▶ _Directions for this task_
Copy out the records precisely, omitting pictures.

(Stored records)
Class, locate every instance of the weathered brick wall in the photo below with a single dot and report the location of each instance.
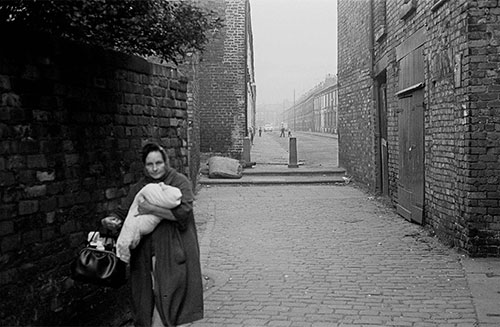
(461, 104)
(479, 120)
(444, 129)
(190, 69)
(356, 107)
(223, 91)
(72, 122)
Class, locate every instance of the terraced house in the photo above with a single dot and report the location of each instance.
(419, 112)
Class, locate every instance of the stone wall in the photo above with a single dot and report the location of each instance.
(72, 121)
(223, 81)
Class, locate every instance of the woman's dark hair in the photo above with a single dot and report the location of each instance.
(153, 147)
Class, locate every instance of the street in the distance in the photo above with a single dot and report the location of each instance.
(326, 255)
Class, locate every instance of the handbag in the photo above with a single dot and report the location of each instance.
(98, 264)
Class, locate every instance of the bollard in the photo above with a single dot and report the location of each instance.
(292, 158)
(246, 150)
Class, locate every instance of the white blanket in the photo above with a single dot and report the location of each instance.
(135, 225)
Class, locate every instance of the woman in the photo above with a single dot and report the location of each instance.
(167, 288)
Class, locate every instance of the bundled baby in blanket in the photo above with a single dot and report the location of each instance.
(137, 225)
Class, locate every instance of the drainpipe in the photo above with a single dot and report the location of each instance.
(376, 140)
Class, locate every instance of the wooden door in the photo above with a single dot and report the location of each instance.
(411, 137)
(411, 157)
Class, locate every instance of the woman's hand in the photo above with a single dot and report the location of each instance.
(144, 207)
(111, 223)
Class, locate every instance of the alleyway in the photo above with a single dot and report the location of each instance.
(322, 255)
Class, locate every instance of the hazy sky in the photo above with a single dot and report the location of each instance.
(295, 46)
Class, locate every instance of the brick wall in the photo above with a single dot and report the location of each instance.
(190, 69)
(478, 123)
(223, 87)
(356, 108)
(72, 122)
(461, 104)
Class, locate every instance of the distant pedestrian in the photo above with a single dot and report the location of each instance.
(252, 134)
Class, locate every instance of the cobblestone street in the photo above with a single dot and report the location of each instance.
(329, 255)
(323, 256)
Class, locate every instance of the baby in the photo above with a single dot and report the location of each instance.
(136, 225)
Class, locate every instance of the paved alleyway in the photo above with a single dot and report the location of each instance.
(326, 255)
(323, 256)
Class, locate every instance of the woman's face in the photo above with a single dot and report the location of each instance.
(155, 165)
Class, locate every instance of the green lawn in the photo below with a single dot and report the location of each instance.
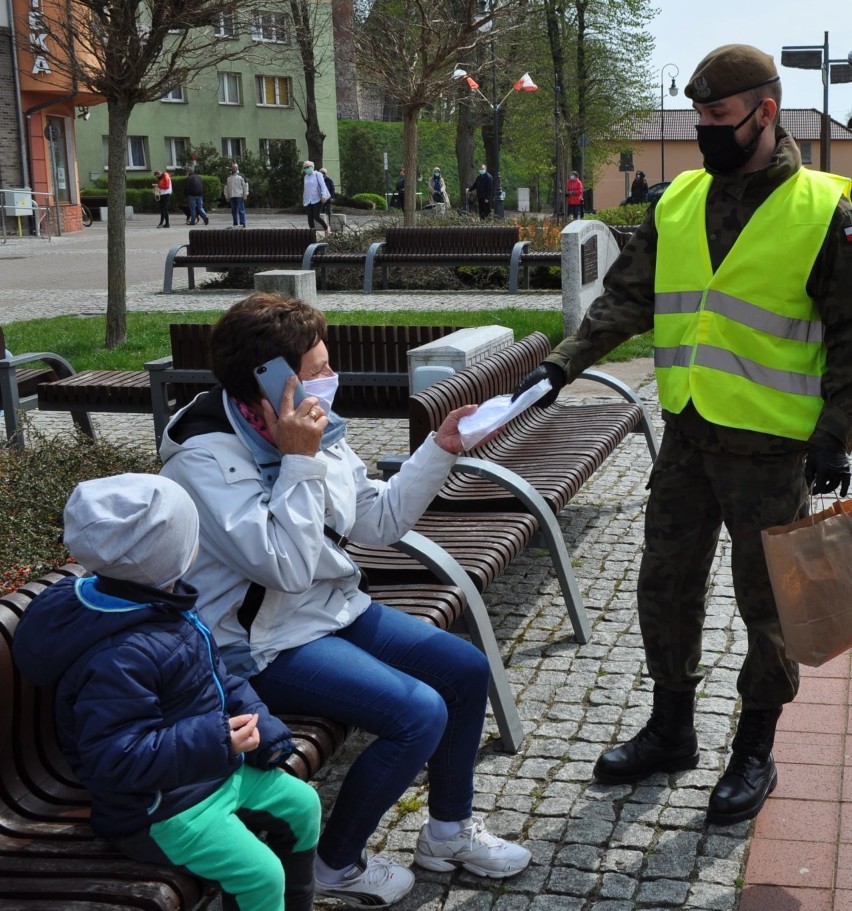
(80, 339)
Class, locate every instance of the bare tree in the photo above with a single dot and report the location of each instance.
(131, 52)
(409, 49)
(311, 21)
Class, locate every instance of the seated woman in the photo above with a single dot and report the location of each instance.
(276, 495)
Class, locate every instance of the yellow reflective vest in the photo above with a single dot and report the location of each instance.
(745, 343)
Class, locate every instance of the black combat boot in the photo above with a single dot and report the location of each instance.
(750, 777)
(667, 743)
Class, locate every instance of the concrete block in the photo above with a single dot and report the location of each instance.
(458, 350)
(301, 283)
(588, 250)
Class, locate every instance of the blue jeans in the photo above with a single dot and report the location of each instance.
(196, 209)
(420, 690)
(238, 209)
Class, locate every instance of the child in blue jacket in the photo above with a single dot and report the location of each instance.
(180, 757)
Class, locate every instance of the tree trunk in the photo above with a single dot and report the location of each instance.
(410, 118)
(116, 322)
(465, 130)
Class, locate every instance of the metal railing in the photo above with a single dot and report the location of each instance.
(19, 203)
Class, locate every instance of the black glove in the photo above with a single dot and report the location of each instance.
(826, 469)
(545, 371)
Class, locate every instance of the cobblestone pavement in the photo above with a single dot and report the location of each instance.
(595, 848)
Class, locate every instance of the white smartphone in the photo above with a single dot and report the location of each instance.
(272, 377)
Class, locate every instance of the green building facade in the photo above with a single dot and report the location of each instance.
(238, 106)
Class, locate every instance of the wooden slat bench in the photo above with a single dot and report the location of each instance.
(448, 246)
(540, 460)
(372, 362)
(220, 249)
(19, 385)
(50, 857)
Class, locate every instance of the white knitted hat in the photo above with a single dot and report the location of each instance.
(138, 527)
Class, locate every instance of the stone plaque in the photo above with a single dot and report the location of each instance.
(589, 260)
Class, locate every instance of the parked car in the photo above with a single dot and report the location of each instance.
(655, 191)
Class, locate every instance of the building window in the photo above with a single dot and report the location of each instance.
(269, 27)
(226, 27)
(229, 88)
(176, 147)
(233, 147)
(136, 158)
(273, 91)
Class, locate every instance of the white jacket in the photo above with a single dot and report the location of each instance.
(276, 538)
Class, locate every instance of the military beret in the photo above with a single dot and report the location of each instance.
(729, 70)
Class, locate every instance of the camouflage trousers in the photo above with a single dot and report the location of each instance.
(694, 491)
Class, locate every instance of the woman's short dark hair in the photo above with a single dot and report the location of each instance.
(257, 329)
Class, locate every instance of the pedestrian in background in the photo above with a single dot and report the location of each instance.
(195, 197)
(236, 192)
(574, 195)
(314, 195)
(163, 191)
(483, 185)
(743, 272)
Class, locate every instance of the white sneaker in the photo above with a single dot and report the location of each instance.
(374, 883)
(475, 849)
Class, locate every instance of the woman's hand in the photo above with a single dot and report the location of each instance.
(245, 736)
(447, 436)
(296, 430)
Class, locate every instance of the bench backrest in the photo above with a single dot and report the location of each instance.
(352, 350)
(257, 241)
(451, 240)
(496, 374)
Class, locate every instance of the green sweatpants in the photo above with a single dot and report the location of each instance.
(211, 841)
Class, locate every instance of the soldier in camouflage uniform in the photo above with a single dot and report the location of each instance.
(728, 458)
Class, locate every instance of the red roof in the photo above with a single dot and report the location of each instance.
(803, 124)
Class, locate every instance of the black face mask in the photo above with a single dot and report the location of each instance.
(722, 153)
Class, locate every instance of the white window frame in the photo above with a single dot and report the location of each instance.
(226, 80)
(137, 146)
(275, 102)
(269, 27)
(176, 96)
(226, 26)
(233, 147)
(176, 147)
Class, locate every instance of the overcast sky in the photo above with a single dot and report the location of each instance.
(684, 32)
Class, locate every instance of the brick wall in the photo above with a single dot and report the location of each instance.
(11, 159)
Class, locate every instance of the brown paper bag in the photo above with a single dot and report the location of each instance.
(810, 566)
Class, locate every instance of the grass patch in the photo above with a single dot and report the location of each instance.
(80, 339)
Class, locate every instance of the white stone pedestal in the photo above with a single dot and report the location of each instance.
(301, 283)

▶ _Task answer_
Class, locate every instance of the weathered brick wall in the photo below with a single dot and report the location of each instance.
(461, 104)
(479, 120)
(444, 129)
(190, 69)
(356, 107)
(223, 91)
(72, 122)
Class, locate every instance of the terraced house in the photo above with a single dot and report the location of each instance.
(419, 112)
Class, locate every instance of the stone wall in the photo above with a single dot and report the location of each instance.
(72, 121)
(223, 81)
Class, locate every instance of the woman's dark hair in the photo above with a single dot and report the location of each instance.
(153, 147)
Class, locate every instance of the street in the distance in the photo above with a single dot and report the location of each instance.
(326, 255)
Class, locate every instance of the handbag in the photo above with a single dot and report the location of each instance.
(98, 264)
Class, locate every instance of the bollard in the photo above with a single dot and report the location of each instance.
(292, 158)
(246, 150)
Class, locate every instance of the white blanket in the photo above with a single dot and report the location of each instance.
(135, 225)
Class, locate every instance of the woman in the photo above with a single dot and report the location of each instance.
(167, 288)
Class, locate every instance of the bundled baby in blanket in the photo above with a single dot and report the location of each instance.
(137, 225)
Class, locate every instance of the drainpipe in the photo above with a single dot and report the location of each instance.
(376, 140)
Class, locate every instance of the wooden door in the photo above with a single dot and report the location of each instance.
(411, 137)
(411, 157)
Class, locate every instance of the woman's hand in the photo above with a single dot and report the location of each instance.
(144, 207)
(111, 223)
Class, locate every instance of the alleyway in the photo above with a single dot and report the location of each instance.
(322, 255)
Class, locate every instance of the hazy sky in the photo above with a single dot and report the location of each instance.
(295, 46)
Class, locate every instance of the brick wall in the photo above with a single dot and report the location of each instance.
(190, 69)
(478, 123)
(223, 87)
(356, 108)
(72, 122)
(461, 104)
Class, locate every instance of the distant pedestrian in the photo above with a single dot and report the location of each instance.
(252, 134)
Class, locate every instance of the cobblestone street in the photo above with a single dot and report the location of each instance.
(329, 255)
(323, 256)
Class, locate every instance of the baby in the photo above with a single dot and report the location of each instance.
(136, 225)
Class, locate every instance of the paved alleyway in the photo above with a single dot and report the location of each instance.
(326, 255)
(323, 256)
Class, locate every instance of the woman's face in the photo above with a single dot and report the location of each instance.
(155, 165)
Class, locate every instance of the green lawn in the photo below with a single dot and report the location of each instance.
(80, 339)
Class, locate every instance of the bare tree in the photo above with a single dot and report the location of each instance.
(131, 52)
(409, 49)
(311, 21)
Class, locate every instance of the seated woman in the photo above with a single dot and report the location of each instance.
(276, 495)
Class, locate every instance of the yellow reflective vest in the photo above with a single dot and report the location of each instance.
(745, 343)
Class, locate every instance of the black combat boot in the photo above with a single dot and report the location of each instance.
(750, 777)
(667, 743)
Class, locate every instance of the concrete block in the photo above with a single dot and report the location of each instance.
(458, 350)
(301, 283)
(588, 250)
Class, locate every instance of the blue jeans in the photo above with a single dot and report the location of each instance.
(196, 209)
(420, 690)
(238, 209)
Class, locate every instance of the child in blue jacket in the photo above with a single dot and report the location of each instance.
(180, 757)
Class, locate every instance of the tree trunk in the photo above with a single dot and report the location of each instance.
(410, 118)
(116, 322)
(465, 130)
Class, locate every instance of the metal railing in the photo above with a single dot and report the location of each instance.
(19, 203)
Class, locate every instance of the black glove in the photo above with a single dot and report the location of each instance.
(826, 469)
(545, 371)
Class, locate every instance of the cobblestone pavement in the photo above with a single dot and report the location of each instance.
(595, 848)
Class, locate every instance of the white smartphone in the photo above with a single dot and report the location of each instance.
(272, 377)
Class, locate every instance of the green building facade in the photo above with a single dot and report the location of each instance.
(238, 106)
Class, locate every instance of the wooden slat bench in the photo above with a single dot and report the location of each instance.
(448, 246)
(540, 460)
(372, 362)
(220, 249)
(19, 385)
(50, 857)
Class, locate every instance of the white knitted hat in the photo above with a single dot and report the location of each instance.
(138, 527)
Class, locate every instance of the stone plaque in the photo above with a single dot and report the location of each instance.
(589, 260)
Class, locate every instance of the parked car in the photo above with a single dot and report the location of each instance.
(655, 191)
Class, locate every instance of the building window in the photo above with a single dot and report the location of each instance.
(269, 27)
(226, 27)
(229, 88)
(176, 147)
(233, 147)
(136, 158)
(273, 91)
Class, locate every instance of the white jacket in the photo above with a single dot and report the location of each instance.
(276, 538)
Class, locate every instance of the military beret in the photo above with a single dot and report the location of each instance.
(729, 70)
Class, locate every instance of the camouflage trousers in the photo above with a single dot and report the location of each instance.
(694, 491)
Class, locate every instance of the woman's short dark hair in the photo above with a single dot and report the location of each instance.
(257, 329)
Class, locate every instance of the pedestrian in background in the photo above with a single dot and report the location of each instance.
(195, 197)
(236, 192)
(574, 195)
(314, 195)
(163, 191)
(483, 185)
(743, 272)
Class, locate every instance of the white sneaker in the photo above with a single dot and report the location of each instance.
(374, 883)
(475, 849)
Class, locate every instance of the woman's hand in the photo above with a single dot and report the location of each instance.
(245, 736)
(447, 436)
(296, 430)
Class, locate every instance of the bench backrest in the photo above with a single dot and report the location of each instance.
(352, 350)
(257, 241)
(451, 240)
(496, 374)
Class, locate every instance of the green sweatpants in the photo above with a single dot and report the location of each instance.
(211, 841)
Class, locate every instance of the soldier in camouflage uniform in the photo above with a single dot and report the location of each instance.
(728, 458)
Class, locate every instance of the red roof in the photo above with a single dot and report the location of each instance.
(803, 124)
Class, locate every instance of the black face mask in the photo above with a single dot and report the location of each instance.
(722, 153)
Class, locate every instance of the white window frame in the photo above with a single dot and report the location of each instance.
(226, 80)
(137, 146)
(275, 102)
(269, 27)
(176, 96)
(226, 26)
(233, 147)
(176, 147)
Class, locate every instance of the overcast sky in the photo above with a single dot and report the location of each instance.
(684, 32)
Class, locate every instance of the brick wall in the photo above with a single dot and report the location of each instance.
(11, 159)
Class, locate every instance of the brown paper bag in the photo above with a single dot and report the location of each instance.
(810, 566)
Class, locate every instance of the grass patch in the photo above with a single dot and report the location of each instance.
(80, 339)
Class, locate every instance of the white stone pedestal in the photo above with a single dot and report the location of each instance.
(301, 283)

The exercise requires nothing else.